== PROBLEM DESCRIPTION ==
Reproduce verbatim the records below, beginning at the line containing "Where can the white base cabinet" and continuing through the last line of the records.

== ROWS ==
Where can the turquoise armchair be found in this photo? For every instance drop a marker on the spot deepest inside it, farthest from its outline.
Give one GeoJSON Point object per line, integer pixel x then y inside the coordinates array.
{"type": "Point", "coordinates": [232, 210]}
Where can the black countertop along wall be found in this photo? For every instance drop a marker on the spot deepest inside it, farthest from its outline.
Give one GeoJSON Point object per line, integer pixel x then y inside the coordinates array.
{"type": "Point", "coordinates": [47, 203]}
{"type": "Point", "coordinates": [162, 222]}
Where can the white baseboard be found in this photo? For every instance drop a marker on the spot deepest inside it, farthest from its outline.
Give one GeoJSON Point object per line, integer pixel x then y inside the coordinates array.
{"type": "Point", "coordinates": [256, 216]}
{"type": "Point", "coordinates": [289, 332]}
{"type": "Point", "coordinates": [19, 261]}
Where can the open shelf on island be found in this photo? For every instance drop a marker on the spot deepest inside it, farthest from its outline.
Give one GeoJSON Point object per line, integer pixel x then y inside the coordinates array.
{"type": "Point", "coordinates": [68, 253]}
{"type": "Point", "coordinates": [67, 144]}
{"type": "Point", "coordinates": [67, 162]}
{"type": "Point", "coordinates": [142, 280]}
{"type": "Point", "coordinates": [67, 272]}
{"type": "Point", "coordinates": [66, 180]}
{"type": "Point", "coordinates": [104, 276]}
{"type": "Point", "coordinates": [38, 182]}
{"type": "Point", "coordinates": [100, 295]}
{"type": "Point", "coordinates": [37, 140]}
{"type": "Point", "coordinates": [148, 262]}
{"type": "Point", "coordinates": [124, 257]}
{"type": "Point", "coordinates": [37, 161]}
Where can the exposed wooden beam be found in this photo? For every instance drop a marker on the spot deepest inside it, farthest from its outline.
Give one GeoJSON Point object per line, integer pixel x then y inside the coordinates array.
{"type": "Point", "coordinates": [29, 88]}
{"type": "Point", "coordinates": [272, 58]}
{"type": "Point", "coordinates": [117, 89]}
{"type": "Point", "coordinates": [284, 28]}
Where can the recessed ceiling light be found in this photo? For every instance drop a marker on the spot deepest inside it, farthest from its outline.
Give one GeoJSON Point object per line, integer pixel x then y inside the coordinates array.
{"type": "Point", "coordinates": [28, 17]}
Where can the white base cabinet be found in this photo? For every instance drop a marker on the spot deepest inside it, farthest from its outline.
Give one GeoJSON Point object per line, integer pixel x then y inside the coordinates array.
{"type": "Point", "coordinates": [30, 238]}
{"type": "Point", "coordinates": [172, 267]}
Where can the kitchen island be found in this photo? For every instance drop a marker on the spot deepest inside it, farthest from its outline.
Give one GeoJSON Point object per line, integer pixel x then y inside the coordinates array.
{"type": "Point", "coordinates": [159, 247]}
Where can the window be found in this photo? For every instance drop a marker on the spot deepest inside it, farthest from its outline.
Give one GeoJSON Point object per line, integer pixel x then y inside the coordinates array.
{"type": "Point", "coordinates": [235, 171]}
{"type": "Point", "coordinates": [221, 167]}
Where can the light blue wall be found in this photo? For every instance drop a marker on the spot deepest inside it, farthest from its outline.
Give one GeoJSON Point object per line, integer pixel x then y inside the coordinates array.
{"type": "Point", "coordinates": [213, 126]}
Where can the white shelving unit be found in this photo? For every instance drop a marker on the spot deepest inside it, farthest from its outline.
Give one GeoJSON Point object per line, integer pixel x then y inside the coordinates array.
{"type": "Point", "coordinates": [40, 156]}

== COMPLETE RESPONSE ==
Where can the white base cabinet be found in this photo? For every instance drop a marker on the spot deepest inside it, farthest from its outline.
Give one GeoJSON Point object per line, integer pixel x then y inside the coordinates array.
{"type": "Point", "coordinates": [30, 238]}
{"type": "Point", "coordinates": [172, 267]}
Where can the kitchen island be found in this photo? For every instance drop a marker on the spot deepest inside it, farthest from its outline.
Give one GeoJSON Point object per line, integer pixel x then y inside the coordinates array.
{"type": "Point", "coordinates": [159, 247]}
Where can the window be found in this photo? For every instance drop a marker on the spot deepest inside it, farthest from its outline.
Give one GeoJSON Point object per line, integer pixel x then y inside the coordinates array.
{"type": "Point", "coordinates": [235, 171]}
{"type": "Point", "coordinates": [221, 167]}
Where can the light blue wall be found in this photo? For every instance drop a marker on the spot deepest inside it, farthest from its outline.
Give one GeoJSON Point object per line, integer pixel x then y inside the coordinates array.
{"type": "Point", "coordinates": [213, 126]}
Where can the white shelving unit be found in this photo? For every instance drop a marker on the spot deepest inside it, farthest from its outline.
Give one GeoJSON Point object per line, integer pixel x then y inside the coordinates array.
{"type": "Point", "coordinates": [40, 156]}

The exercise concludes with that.